Problem description>
Would you copy the records below, exactly and only from their first line through the line containing "582L695 611L639 346L509", without any pictures?

Dataset entries:
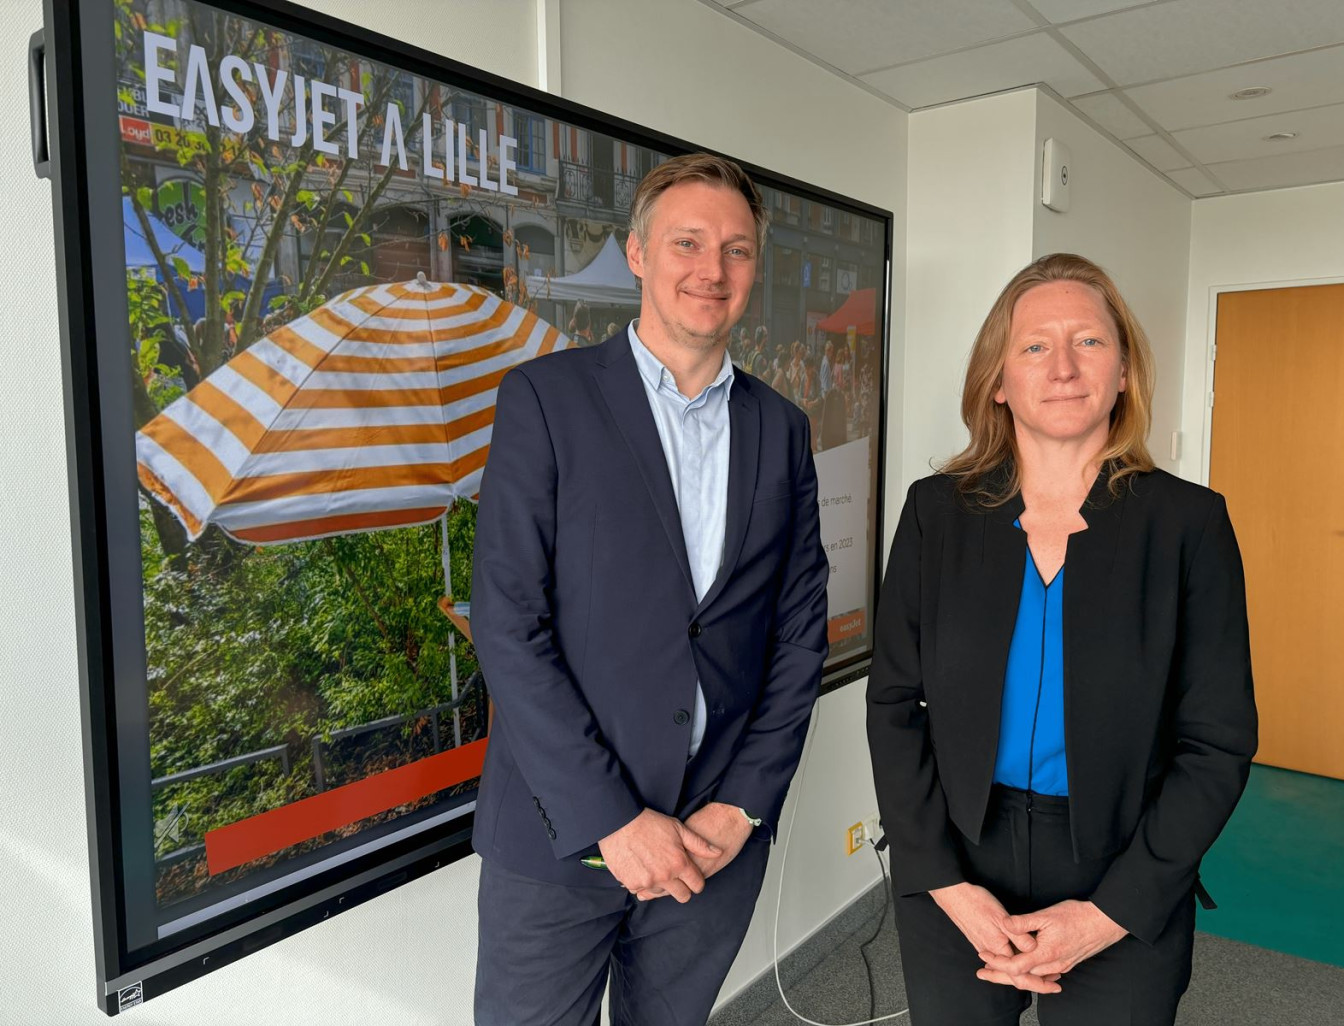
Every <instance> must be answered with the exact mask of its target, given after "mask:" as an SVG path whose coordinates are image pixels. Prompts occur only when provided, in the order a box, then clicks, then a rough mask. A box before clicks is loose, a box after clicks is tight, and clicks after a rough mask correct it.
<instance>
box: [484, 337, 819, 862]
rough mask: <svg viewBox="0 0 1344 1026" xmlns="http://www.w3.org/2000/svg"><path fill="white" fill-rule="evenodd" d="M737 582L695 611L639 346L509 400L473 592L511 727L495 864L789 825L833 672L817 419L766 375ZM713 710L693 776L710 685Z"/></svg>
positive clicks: (579, 359) (743, 478) (486, 647)
mask: <svg viewBox="0 0 1344 1026" xmlns="http://www.w3.org/2000/svg"><path fill="white" fill-rule="evenodd" d="M728 422H730V441H728V508H727V527H726V535H724V545H723V566H722V569H720V571H719V576H718V577H716V578H715V581H714V584H712V585H711V586H710V590H708V592H707V593H706V596H704V598H703V601H699V602H698V601H696V598H695V588H694V585H692V581H691V569H689V562H688V559H687V553H685V539H684V535H683V532H681V519H680V515H679V512H677V506H676V496H675V494H673V491H672V477H671V475H669V473H668V467H667V459H665V456H664V455H663V444H661V441H660V440H659V433H657V426H656V424H655V421H653V413H652V410H650V409H649V401H648V395H646V394H645V391H644V383H642V382H641V379H640V374H638V367H637V364H636V362H634V354H633V352H632V351H630V342H629V336H628V335H626V332H621V333H618V335H616V336H613V338H610V339H607V340H606V342H605V343H602V344H601V346H594V347H591V348H577V350H566V351H562V352H556V354H552V355H548V356H540V358H538V359H535V360H530V362H528V363H526V364H523V366H520V367H517V368H515V370H512V371H509V374H508V375H507V377H505V378H504V379H503V382H501V385H500V389H499V402H497V406H496V413H495V433H493V438H492V444H491V457H489V463H488V464H487V467H485V475H484V480H482V483H481V502H480V512H478V515H477V522H476V551H474V570H473V577H472V628H473V631H472V632H473V636H474V639H476V654H477V656H478V658H480V660H481V668H482V670H484V672H485V682H487V686H488V687H489V691H491V695H492V697H493V699H495V711H496V715H495V723H493V727H492V730H491V744H489V748H488V749H487V754H485V771H484V776H482V780H481V791H480V796H478V799H477V807H476V827H474V834H473V843H474V846H476V850H477V851H478V853H480V854H482V855H485V857H488V858H493V859H497V861H499V863H501V865H504V866H507V867H509V869H512V870H513V871H516V873H521V874H523V875H528V877H532V878H535V879H548V881H552V882H558V883H571V885H589V886H591V885H595V883H609V885H610V886H617V885H616V881H614V878H613V877H609V875H606V874H597V873H593V871H591V870H587V869H583V866H581V865H579V861H578V859H579V857H581V855H583V854H586V853H593V851H597V849H595V844H597V842H598V840H599V839H602V838H603V836H606V835H607V834H610V832H612V831H614V830H617V828H618V827H621V826H624V824H625V823H628V822H630V820H632V819H633V818H634V816H636V815H638V812H640V811H641V810H642V808H645V807H648V808H653V810H657V811H659V812H665V814H668V815H677V816H684V815H685V814H687V812H691V811H694V810H695V808H696V807H699V805H703V804H704V803H707V801H711V800H719V801H726V803H728V804H732V805H741V807H743V808H745V810H747V811H749V812H750V814H751V815H753V816H759V818H761V819H763V820H765V822H766V823H767V824H769V826H770V828H771V830H773V828H774V824H775V822H777V819H778V816H780V808H781V807H782V804H784V797H785V792H786V791H788V788H789V781H790V779H792V777H793V771H794V768H796V766H797V762H798V754H800V753H801V750H802V741H804V736H805V734H806V729H808V719H809V718H810V715H812V705H813V702H814V701H816V695H817V686H818V684H820V682H821V664H823V662H824V660H825V656H827V581H828V578H829V570H831V567H829V562H828V561H827V557H825V553H824V551H823V549H821V537H820V527H818V511H817V476H816V471H814V468H813V461H812V446H810V442H809V436H808V418H806V416H805V414H804V413H802V411H801V410H800V409H798V407H797V406H794V405H793V403H790V402H789V401H788V399H785V398H784V397H781V395H780V394H778V393H775V391H773V390H771V389H769V387H767V386H765V385H763V383H762V382H759V381H758V379H755V378H753V377H751V375H749V374H746V372H743V371H741V370H739V371H737V374H735V377H734V382H732V389H731V391H730V393H728ZM696 679H699V680H700V686H702V688H703V690H704V701H706V707H707V714H708V721H707V723H706V732H704V740H703V741H702V744H700V750H699V752H698V753H696V757H695V758H694V760H691V761H689V762H688V761H687V749H688V746H689V741H691V710H694V709H695V682H696Z"/></svg>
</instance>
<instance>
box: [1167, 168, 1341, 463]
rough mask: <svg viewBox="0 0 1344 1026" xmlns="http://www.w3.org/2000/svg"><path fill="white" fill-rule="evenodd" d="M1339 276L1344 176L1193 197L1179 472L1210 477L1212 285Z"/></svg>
mask: <svg viewBox="0 0 1344 1026" xmlns="http://www.w3.org/2000/svg"><path fill="white" fill-rule="evenodd" d="M1327 281H1344V183H1333V184H1328V186H1308V187H1305V188H1284V190H1275V191H1273V192H1251V194H1246V195H1241V196H1218V198H1211V199H1196V200H1195V210H1193V216H1192V221H1191V255H1189V290H1188V292H1189V303H1188V313H1187V323H1185V354H1184V359H1185V385H1184V406H1183V413H1181V432H1183V436H1184V438H1185V445H1184V449H1183V453H1181V467H1180V473H1181V476H1183V477H1188V479H1189V480H1192V481H1200V483H1203V484H1207V483H1208V465H1207V456H1208V422H1210V413H1211V410H1210V409H1208V391H1210V390H1211V389H1215V383H1216V382H1215V377H1214V366H1215V364H1212V363H1210V359H1208V354H1210V346H1211V344H1212V342H1214V309H1215V303H1216V296H1218V292H1219V290H1222V289H1236V288H1246V286H1259V288H1277V286H1286V285H1318V284H1324V282H1327Z"/></svg>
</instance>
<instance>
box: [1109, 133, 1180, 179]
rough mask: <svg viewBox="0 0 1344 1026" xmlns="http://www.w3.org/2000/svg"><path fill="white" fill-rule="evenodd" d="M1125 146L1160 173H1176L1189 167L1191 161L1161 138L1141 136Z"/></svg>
mask: <svg viewBox="0 0 1344 1026" xmlns="http://www.w3.org/2000/svg"><path fill="white" fill-rule="evenodd" d="M1125 145H1126V147H1129V148H1130V149H1133V151H1134V152H1136V153H1138V156H1141V157H1142V159H1144V160H1146V161H1148V163H1149V164H1152V165H1153V167H1154V168H1157V169H1159V171H1176V169H1177V168H1188V167H1189V160H1187V159H1185V157H1184V156H1181V153H1180V151H1177V149H1173V148H1172V147H1171V144H1169V143H1168V141H1167V140H1165V139H1163V137H1161V136H1140V137H1138V139H1126V140H1125Z"/></svg>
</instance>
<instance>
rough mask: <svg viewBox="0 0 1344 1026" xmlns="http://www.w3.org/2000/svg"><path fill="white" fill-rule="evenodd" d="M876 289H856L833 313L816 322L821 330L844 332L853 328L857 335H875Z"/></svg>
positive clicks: (877, 293)
mask: <svg viewBox="0 0 1344 1026" xmlns="http://www.w3.org/2000/svg"><path fill="white" fill-rule="evenodd" d="M876 309H878V290H876V289H857V290H855V292H851V293H849V297H848V299H847V300H845V301H844V303H843V304H841V305H840V309H837V311H836V312H835V313H832V315H831V316H829V317H827V319H825V320H824V321H820V323H818V324H817V328H820V329H821V331H835V332H845V331H849V328H853V329H855V332H856V333H857V335H876V333H878V332H876V323H875V321H876V317H875V313H876Z"/></svg>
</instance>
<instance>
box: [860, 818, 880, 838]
mask: <svg viewBox="0 0 1344 1026" xmlns="http://www.w3.org/2000/svg"><path fill="white" fill-rule="evenodd" d="M863 835H864V839H866V840H870V842H872V843H874V844H876V843H878V842H879V840H880V839H882V819H880V818H879V816H878V814H876V812H870V814H868V815H867V816H864V818H863Z"/></svg>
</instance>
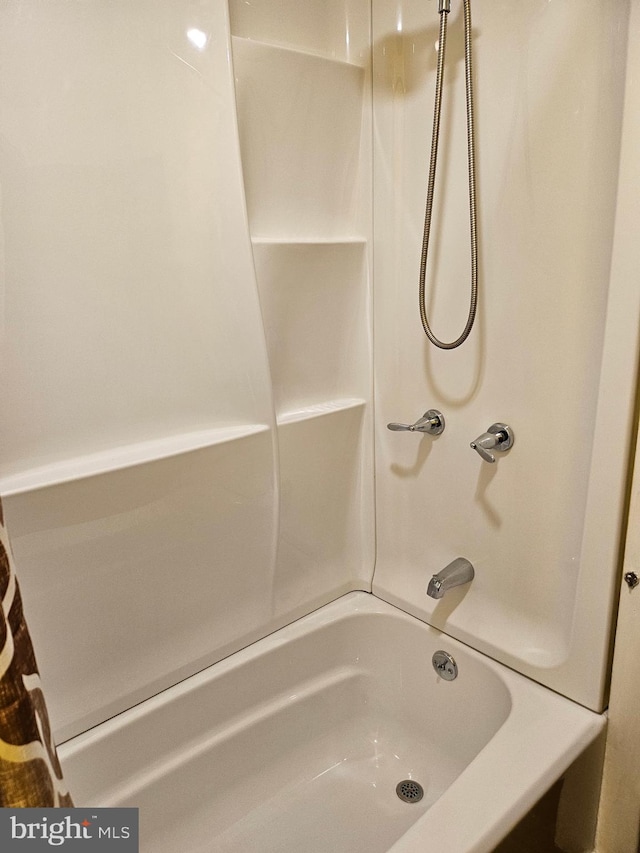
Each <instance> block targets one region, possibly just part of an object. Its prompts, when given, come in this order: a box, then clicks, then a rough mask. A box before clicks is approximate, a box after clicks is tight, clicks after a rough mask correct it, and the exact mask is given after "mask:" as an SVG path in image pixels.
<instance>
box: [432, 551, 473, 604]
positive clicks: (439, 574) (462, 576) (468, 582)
mask: <svg viewBox="0 0 640 853" xmlns="http://www.w3.org/2000/svg"><path fill="white" fill-rule="evenodd" d="M474 575H475V571H474V568H473V566H472V565H471V563H470V562H469V560H466V559H465V558H464V557H456V559H455V560H454V561H453V562H452V563H449V565H448V566H445V567H444V569H442V571H440V572H438V574H437V575H434V576H433V577H432V578H431V580H430V581H429V586H428V587H427V595H428V596H430V597H431V598H442V596H443V595H444V594H445V592H447V590H449V589H451V588H452V587H454V586H461V585H462V584H463V583H470V582H471V581H472V580H473V578H474Z"/></svg>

Answer space>
Every <instance> must be answered with the exact mask of its target, given after "mask:" as an SVG path whose coordinates are image pixels. Prompts occur only when provided, in the order a box, then clicks, then a rough mask. A box before clicks is loose, a box after clicks is tight, and clicks after a rough mask correct it.
<instance>
box: [484, 337, 819, 862]
rough mask: <svg viewBox="0 0 1344 1026" xmlns="http://www.w3.org/2000/svg"><path fill="white" fill-rule="evenodd" d="M737 582L695 611L639 346L509 400L473 592L511 727L495 864L789 825L833 672L817 419L766 375ZM713 710L693 776L710 685Z"/></svg>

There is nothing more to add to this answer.